**Work required**
Starting at the line that contains "of the bush.", return each line exactly as written until the listing below ends, and return no other line.

**Given data**
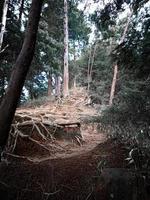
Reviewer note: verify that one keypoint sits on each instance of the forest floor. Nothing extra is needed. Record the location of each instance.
(65, 168)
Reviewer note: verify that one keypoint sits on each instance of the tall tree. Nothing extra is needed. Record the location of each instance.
(113, 86)
(3, 23)
(66, 72)
(20, 70)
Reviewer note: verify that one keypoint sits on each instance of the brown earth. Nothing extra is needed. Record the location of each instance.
(37, 166)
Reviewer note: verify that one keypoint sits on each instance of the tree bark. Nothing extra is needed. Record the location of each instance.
(58, 86)
(20, 70)
(66, 70)
(21, 10)
(4, 19)
(49, 91)
(113, 86)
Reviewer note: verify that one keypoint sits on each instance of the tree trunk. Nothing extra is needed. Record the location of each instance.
(21, 10)
(66, 72)
(49, 91)
(113, 86)
(4, 19)
(58, 86)
(90, 65)
(20, 70)
(88, 71)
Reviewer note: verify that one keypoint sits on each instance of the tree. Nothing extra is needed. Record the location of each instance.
(20, 70)
(3, 25)
(66, 72)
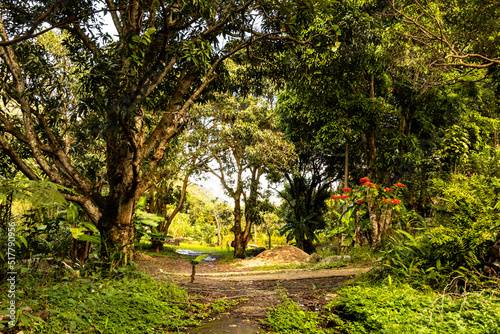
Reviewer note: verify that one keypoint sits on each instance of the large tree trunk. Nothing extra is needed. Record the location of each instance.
(241, 237)
(117, 230)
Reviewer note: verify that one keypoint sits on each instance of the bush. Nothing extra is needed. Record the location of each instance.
(401, 309)
(131, 305)
(289, 318)
(465, 225)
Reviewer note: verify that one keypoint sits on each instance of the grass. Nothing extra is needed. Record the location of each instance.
(136, 304)
(391, 309)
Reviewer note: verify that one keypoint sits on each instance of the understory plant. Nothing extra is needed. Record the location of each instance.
(289, 318)
(454, 247)
(367, 213)
(131, 305)
(402, 309)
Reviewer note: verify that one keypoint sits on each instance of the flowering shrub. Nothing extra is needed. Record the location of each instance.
(367, 212)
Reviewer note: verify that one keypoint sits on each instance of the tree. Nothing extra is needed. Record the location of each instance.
(241, 143)
(456, 33)
(131, 91)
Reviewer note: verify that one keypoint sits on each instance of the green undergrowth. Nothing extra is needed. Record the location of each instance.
(402, 309)
(128, 305)
(391, 309)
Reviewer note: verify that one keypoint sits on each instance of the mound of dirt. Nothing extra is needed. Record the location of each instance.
(285, 254)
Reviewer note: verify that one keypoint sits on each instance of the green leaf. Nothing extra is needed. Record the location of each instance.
(72, 213)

**Answer space**
Reviewer note: verify that one keypoint sits on each instance of the bush. Nothing extra is needed. Record the location of each instance.
(401, 309)
(131, 305)
(289, 318)
(465, 225)
Reviewer note: verify that one keypoint sits on each instance of the grass. Nothing extra is needed. Record the location of each instance.
(136, 304)
(391, 309)
Reviewer note: verify that one keypoint sits on each instance of the understory plant. Nothing extra is needed. Record the location of each instance.
(289, 318)
(454, 247)
(367, 213)
(131, 305)
(402, 309)
Reviewer note: verify that one keypoint sits on each instance of the flowering shrub. Nothing extra is needed. Record the location of each instance.
(367, 212)
Reviewer note: verify that one keypoint sits on each instance of the tree. Nothing extra is needed. Record the location of each instance.
(241, 143)
(456, 33)
(131, 91)
Reviewer note: verify that one keypoint sits on each instance of the green undergrowth. Nothing extra is needed. Record the location of each instance.
(402, 309)
(128, 305)
(391, 309)
Reviewer note: verify that one keypoint sits on each instance of the mound of dirt. Nothing extra is needed. Record the location of each instance.
(285, 254)
Reviewer note: verify that one keypoint sits on each instance of the green leaf. Nothing extra is needed. Record the location of each instance.
(72, 213)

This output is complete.